Exercise task: Put the data lines from the one containing "Mark the windshield wiper" through the one containing "pixel 480 687", inclusive, into a Markdown table with the columns No. and Line. Number each row and leave out blank lines.
((
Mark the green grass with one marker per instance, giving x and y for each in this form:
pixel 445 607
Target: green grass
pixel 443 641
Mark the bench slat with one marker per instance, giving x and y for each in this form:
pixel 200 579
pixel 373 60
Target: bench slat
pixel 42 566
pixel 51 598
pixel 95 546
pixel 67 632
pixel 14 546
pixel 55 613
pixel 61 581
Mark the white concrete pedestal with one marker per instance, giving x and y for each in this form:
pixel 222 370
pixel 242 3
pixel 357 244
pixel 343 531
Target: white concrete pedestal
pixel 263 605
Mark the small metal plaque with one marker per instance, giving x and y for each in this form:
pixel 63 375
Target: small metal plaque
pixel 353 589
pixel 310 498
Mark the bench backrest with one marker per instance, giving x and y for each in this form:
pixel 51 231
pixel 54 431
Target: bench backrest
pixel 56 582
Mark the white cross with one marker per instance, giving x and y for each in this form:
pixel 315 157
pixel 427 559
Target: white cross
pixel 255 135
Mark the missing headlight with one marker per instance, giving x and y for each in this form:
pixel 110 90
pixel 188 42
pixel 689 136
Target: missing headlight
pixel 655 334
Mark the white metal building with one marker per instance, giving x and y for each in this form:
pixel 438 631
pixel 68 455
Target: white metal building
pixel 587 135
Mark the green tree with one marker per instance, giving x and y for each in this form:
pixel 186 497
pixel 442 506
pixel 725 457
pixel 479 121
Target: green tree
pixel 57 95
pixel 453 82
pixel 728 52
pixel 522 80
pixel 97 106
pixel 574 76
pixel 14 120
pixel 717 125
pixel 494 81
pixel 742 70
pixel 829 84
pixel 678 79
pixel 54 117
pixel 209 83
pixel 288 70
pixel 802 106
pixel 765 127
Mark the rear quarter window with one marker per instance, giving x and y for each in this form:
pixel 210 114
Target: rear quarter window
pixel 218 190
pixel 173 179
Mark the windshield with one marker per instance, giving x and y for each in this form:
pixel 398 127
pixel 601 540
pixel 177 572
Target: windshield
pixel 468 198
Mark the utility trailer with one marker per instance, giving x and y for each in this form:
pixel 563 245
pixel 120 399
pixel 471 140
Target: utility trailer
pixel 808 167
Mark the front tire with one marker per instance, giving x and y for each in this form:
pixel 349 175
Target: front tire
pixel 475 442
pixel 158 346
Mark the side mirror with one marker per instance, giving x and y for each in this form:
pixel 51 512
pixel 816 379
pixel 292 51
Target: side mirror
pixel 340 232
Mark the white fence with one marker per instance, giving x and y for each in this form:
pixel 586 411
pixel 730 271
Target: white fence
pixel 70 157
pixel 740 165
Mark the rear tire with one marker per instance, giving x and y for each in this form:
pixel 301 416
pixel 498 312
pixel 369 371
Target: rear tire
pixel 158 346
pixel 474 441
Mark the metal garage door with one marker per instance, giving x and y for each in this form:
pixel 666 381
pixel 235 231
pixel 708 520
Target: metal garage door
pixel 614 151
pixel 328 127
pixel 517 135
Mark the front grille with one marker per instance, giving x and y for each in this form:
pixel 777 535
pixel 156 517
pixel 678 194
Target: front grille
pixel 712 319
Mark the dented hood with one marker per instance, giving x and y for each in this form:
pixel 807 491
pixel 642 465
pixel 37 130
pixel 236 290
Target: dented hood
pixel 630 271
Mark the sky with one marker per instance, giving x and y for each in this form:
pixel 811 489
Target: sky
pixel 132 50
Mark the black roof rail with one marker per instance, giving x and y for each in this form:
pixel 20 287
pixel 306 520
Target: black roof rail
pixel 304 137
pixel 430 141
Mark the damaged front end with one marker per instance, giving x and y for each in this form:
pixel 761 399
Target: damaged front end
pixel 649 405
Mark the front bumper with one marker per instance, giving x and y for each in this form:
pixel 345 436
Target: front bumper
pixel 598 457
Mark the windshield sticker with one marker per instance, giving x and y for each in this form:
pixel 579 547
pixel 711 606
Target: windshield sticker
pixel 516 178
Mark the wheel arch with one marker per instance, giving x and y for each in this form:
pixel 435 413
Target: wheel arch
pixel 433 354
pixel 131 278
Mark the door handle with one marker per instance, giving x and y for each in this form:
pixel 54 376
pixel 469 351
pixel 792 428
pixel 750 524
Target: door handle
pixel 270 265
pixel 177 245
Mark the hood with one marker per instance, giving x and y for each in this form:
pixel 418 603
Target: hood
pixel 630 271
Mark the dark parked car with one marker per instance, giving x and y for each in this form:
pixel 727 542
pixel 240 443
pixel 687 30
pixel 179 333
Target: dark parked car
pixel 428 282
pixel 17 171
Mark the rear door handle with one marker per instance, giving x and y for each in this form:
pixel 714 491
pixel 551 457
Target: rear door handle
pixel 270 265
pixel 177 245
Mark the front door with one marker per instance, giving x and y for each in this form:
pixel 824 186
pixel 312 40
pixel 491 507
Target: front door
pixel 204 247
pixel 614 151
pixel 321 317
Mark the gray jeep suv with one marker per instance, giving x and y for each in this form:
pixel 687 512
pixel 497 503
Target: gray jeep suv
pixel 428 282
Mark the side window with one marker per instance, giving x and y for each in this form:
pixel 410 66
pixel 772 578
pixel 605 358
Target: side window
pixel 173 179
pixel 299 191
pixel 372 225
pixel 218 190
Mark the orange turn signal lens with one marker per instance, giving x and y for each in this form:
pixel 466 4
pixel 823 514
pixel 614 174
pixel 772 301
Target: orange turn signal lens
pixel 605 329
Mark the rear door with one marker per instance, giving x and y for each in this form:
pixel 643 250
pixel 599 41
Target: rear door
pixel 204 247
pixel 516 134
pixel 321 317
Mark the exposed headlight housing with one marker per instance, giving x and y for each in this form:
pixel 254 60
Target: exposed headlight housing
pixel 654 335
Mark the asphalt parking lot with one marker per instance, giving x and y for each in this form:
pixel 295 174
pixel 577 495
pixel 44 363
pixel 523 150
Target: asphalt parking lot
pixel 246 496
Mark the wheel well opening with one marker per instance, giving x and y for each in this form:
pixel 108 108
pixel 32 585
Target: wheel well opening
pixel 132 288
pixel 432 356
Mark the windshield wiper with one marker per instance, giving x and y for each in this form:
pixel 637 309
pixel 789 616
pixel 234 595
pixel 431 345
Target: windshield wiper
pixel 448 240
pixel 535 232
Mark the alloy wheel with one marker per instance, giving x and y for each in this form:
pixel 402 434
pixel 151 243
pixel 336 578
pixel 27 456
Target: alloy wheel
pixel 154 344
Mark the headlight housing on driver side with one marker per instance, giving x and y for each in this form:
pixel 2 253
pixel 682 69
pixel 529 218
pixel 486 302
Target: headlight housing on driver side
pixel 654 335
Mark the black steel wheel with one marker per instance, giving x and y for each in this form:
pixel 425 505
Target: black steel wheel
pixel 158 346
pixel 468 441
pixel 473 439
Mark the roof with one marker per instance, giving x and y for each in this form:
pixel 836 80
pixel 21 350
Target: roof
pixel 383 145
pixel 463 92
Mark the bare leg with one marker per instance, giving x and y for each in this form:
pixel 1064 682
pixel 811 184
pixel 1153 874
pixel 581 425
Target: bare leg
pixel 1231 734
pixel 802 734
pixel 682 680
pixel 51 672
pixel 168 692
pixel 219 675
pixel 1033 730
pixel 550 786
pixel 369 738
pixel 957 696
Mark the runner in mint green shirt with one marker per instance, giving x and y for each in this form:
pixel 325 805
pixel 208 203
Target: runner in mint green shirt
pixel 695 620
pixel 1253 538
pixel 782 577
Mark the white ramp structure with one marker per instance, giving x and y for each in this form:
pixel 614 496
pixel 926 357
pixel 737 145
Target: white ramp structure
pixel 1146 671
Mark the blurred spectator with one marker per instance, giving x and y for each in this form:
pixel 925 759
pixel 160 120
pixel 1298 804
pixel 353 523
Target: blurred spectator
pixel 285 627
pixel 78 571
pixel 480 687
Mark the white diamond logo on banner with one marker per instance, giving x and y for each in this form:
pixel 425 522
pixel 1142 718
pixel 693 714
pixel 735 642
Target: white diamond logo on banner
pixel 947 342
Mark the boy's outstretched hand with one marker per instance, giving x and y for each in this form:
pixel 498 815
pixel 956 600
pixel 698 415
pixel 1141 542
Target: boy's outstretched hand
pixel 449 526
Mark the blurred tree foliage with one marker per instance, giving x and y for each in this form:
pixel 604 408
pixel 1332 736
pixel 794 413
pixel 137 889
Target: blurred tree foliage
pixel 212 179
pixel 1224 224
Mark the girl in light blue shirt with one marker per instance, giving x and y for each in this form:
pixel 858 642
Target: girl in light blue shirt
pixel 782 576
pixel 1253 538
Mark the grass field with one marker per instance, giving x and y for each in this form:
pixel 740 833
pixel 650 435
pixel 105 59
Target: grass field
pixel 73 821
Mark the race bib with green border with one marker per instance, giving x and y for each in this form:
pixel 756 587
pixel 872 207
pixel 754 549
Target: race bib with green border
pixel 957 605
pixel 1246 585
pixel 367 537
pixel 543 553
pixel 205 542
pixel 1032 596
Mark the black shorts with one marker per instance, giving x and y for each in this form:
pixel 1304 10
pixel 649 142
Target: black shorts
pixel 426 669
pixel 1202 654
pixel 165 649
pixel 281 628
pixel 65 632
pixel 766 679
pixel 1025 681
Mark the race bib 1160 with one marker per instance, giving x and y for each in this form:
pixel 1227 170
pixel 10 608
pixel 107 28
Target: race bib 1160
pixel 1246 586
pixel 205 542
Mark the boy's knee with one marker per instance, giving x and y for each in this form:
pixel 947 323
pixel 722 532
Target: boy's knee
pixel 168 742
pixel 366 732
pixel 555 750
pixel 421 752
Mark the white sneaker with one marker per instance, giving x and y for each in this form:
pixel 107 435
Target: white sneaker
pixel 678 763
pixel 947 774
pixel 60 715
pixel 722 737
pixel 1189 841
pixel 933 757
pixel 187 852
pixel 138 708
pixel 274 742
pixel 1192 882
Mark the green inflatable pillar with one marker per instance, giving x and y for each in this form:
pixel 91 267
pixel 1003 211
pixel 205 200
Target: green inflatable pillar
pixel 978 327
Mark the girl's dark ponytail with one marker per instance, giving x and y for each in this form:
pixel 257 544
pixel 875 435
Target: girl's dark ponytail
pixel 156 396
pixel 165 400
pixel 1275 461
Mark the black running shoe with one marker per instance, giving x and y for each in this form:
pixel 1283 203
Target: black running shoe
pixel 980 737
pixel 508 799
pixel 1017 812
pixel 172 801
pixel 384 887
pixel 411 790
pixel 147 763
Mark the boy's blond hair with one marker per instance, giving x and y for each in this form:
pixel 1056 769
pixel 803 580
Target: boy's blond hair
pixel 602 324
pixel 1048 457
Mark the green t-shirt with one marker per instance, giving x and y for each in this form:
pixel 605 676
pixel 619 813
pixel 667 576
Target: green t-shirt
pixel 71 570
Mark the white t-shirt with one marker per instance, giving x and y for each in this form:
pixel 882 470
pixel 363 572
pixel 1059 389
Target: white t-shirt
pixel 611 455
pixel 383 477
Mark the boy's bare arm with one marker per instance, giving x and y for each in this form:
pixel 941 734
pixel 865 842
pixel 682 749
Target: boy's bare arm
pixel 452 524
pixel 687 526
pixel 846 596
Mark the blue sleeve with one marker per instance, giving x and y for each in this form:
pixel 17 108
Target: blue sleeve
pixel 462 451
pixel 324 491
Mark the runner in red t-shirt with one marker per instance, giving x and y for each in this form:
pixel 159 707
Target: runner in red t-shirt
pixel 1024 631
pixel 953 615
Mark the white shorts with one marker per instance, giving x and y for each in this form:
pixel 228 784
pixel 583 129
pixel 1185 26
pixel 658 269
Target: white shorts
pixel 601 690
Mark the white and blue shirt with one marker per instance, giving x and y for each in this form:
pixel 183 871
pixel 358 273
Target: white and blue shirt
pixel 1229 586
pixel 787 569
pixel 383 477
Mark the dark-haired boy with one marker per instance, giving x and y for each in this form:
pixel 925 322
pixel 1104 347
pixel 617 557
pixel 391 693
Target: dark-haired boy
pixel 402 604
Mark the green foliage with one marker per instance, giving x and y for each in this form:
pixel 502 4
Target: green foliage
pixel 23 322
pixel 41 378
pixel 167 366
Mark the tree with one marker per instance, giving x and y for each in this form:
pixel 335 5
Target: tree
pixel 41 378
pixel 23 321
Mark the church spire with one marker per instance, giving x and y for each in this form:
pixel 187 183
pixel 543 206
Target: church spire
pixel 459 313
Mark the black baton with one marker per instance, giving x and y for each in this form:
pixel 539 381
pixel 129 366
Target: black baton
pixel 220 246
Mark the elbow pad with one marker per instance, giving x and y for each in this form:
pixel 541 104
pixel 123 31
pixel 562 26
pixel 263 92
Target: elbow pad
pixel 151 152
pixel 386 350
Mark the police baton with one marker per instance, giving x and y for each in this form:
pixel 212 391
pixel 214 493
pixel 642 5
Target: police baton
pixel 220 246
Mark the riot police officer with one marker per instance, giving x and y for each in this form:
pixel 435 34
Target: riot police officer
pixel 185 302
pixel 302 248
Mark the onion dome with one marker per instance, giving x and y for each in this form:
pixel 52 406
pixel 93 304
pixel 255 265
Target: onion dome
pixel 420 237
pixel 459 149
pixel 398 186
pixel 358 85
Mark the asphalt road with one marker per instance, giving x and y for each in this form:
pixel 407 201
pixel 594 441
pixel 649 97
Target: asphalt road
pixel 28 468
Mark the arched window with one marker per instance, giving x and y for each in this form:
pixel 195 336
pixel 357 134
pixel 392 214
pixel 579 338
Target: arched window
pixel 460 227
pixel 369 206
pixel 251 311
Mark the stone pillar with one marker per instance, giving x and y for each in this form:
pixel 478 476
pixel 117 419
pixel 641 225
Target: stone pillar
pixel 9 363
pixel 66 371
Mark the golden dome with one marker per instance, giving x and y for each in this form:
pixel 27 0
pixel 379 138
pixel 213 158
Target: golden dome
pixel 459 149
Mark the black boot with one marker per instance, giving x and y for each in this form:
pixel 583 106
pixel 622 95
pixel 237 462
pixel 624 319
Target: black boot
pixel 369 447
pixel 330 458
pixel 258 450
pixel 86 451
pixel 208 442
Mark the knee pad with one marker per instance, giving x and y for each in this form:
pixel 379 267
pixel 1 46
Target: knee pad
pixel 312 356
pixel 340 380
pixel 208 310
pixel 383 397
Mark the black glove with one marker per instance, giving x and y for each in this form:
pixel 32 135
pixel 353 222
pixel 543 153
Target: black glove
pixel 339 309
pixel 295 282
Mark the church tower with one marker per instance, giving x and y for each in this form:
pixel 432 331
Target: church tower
))
The response:
| No. | Line |
|---|---|
| 1 | Mark the windshield wiper with one marker per instance, giving x and y for each in this form: |
| 2 | pixel 637 309 |
| 3 | pixel 789 616 |
| 4 | pixel 234 595 |
| 5 | pixel 431 345 |
| 6 | Target: windshield wiper |
| 7 | pixel 448 240 |
| 8 | pixel 535 232 |
| 9 | Mark the alloy wheel with one marker per instance, giving x and y for each in this form: |
| 10 | pixel 402 434 |
| 11 | pixel 151 243 |
| 12 | pixel 336 578 |
| 13 | pixel 27 456 |
| 14 | Target: alloy wheel |
| 15 | pixel 154 344 |
| 16 | Mark the headlight housing on driver side with one marker per instance, giving x and y for each in this form: |
| 17 | pixel 2 253 |
| 18 | pixel 682 69 |
| 19 | pixel 529 218 |
| 20 | pixel 486 302 |
| 21 | Target: headlight housing on driver side |
| 22 | pixel 654 335 |
| 23 | Mark the black steel wheel with one marker per instance, giving x and y for each in this form: |
| 24 | pixel 425 505 |
| 25 | Target: black steel wheel |
| 26 | pixel 158 346 |
| 27 | pixel 468 441 |
| 28 | pixel 473 439 |
| 29 | Mark the roof with one marker per instance, giving x and y for each in this form: |
| 30 | pixel 836 80 |
| 31 | pixel 21 350 |
| 32 | Target: roof |
| 33 | pixel 383 145 |
| 34 | pixel 463 92 |
| 35 | Mark the bare leg with one marker per instance, giving x and y for each in this form: |
| 36 | pixel 1064 682 |
| 37 | pixel 811 184 |
| 38 | pixel 1153 874 |
| 39 | pixel 581 425 |
| 40 | Target: bare leg |
| 41 | pixel 1231 734 |
| 42 | pixel 802 734 |
| 43 | pixel 682 680 |
| 44 | pixel 51 672 |
| 45 | pixel 168 692 |
| 46 | pixel 219 675 |
| 47 | pixel 1033 730 |
| 48 | pixel 550 786 |
| 49 | pixel 369 738 |
| 50 | pixel 957 696 |
| 51 | Mark the runner in mint green shirt with one marker per instance, giving x and y for each in this form: |
| 52 | pixel 325 805 |
| 53 | pixel 208 203 |
| 54 | Target: runner in mint green shirt |
| 55 | pixel 695 620 |
| 56 | pixel 1253 538 |
| 57 | pixel 782 577 |
| 58 | Mark the white ramp structure with one marker per instance, giving x and y for each in this form: |
| 59 | pixel 614 496 |
| 60 | pixel 926 357 |
| 61 | pixel 737 145 |
| 62 | Target: white ramp structure |
| 63 | pixel 1146 671 |
| 64 | Mark the blurred spectator with one marker per instance, giving x and y for each in this form: |
| 65 | pixel 925 759 |
| 66 | pixel 160 120 |
| 67 | pixel 1298 804 |
| 68 | pixel 353 523 |
| 69 | Target: blurred spectator |
| 70 | pixel 285 627 |
| 71 | pixel 78 571 |
| 72 | pixel 480 687 |